• **Problem statement**
Copy each of the records below word for word, with no line changed.

****

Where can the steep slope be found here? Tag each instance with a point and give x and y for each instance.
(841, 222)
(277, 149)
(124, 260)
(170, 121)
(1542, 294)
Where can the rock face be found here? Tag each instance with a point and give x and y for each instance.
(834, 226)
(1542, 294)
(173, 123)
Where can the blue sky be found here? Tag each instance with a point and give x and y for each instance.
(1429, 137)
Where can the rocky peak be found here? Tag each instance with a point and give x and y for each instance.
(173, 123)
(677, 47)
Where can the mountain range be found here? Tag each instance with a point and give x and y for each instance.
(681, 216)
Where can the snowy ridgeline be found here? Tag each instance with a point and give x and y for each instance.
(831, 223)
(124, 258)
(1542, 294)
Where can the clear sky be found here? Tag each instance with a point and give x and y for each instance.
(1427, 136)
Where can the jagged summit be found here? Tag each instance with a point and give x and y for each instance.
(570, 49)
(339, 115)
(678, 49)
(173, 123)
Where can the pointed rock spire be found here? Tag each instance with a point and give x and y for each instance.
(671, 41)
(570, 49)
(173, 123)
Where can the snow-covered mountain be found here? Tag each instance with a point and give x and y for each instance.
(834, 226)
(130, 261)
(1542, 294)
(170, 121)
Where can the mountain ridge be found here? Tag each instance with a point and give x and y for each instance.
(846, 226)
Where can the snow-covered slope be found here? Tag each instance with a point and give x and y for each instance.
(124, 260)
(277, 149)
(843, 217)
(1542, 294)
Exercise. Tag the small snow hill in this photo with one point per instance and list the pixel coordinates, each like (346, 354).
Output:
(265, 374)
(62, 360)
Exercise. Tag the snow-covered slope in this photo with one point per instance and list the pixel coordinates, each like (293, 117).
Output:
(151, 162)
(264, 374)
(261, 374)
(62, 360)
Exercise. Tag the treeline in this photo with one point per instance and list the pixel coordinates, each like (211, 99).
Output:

****

• **Exercise result**
Where can the steep slope be found here? Tag each instance with a point and give x and y for each instance.
(841, 222)
(277, 149)
(124, 260)
(170, 121)
(1542, 294)
Where can the rock face be found here? Tag each instance with a point and give x and y for each instance.
(834, 226)
(1542, 294)
(173, 123)
Where can the blue sky be found here? Tag each instance with a point and give x and y for each instance.
(1429, 137)
Where can the rocky peak be found here? Tag each instance with a point and give x and y for each instance.
(173, 123)
(677, 47)
Where can the mountain range be found here? Tag each instance with a point and give x and y for each instance.
(681, 216)
Where can the snowy ridgeline be found here? Tag each instance with a point and give x and y for each instance.
(831, 223)
(124, 258)
(1542, 294)
Where can the clear sky be found here? Tag each instance with a point and give x and y for each instance.
(1427, 136)
Where can the jagged summit be found here? Tag each instance with a point and give x and y for each instance.
(570, 49)
(339, 115)
(678, 49)
(173, 123)
Where can the pointed rock spire be found here? Tag each instance with a point and give x and y for each instance.
(671, 41)
(570, 49)
(173, 123)
Where can the snow-covered mountain be found here? Tag each instance with a point and give x and y for each instance.
(834, 226)
(130, 261)
(1542, 294)
(170, 121)
Where can the mountain ridge be found here? Tag each instance with a point and give x and y for each instance.
(846, 226)
Where can the snow-covered slope be found here? Tag each instance with a point and give x and y for each instance.
(124, 260)
(277, 149)
(843, 217)
(1542, 294)
Exercise. Tag the small snow hill in this photo with one point per instance and list the pixel coordinates, each like (346, 354).
Output:
(265, 374)
(62, 360)
Exercise. Tag the snow-covered slope in this photo with one point per instance and list the pixel coordinates, each like (293, 117).
Output:
(151, 162)
(264, 374)
(261, 374)
(62, 360)
Exercise. Tag the treeline in this photo with one point per instance and list the pixel coordinates, each like (211, 99).
Output:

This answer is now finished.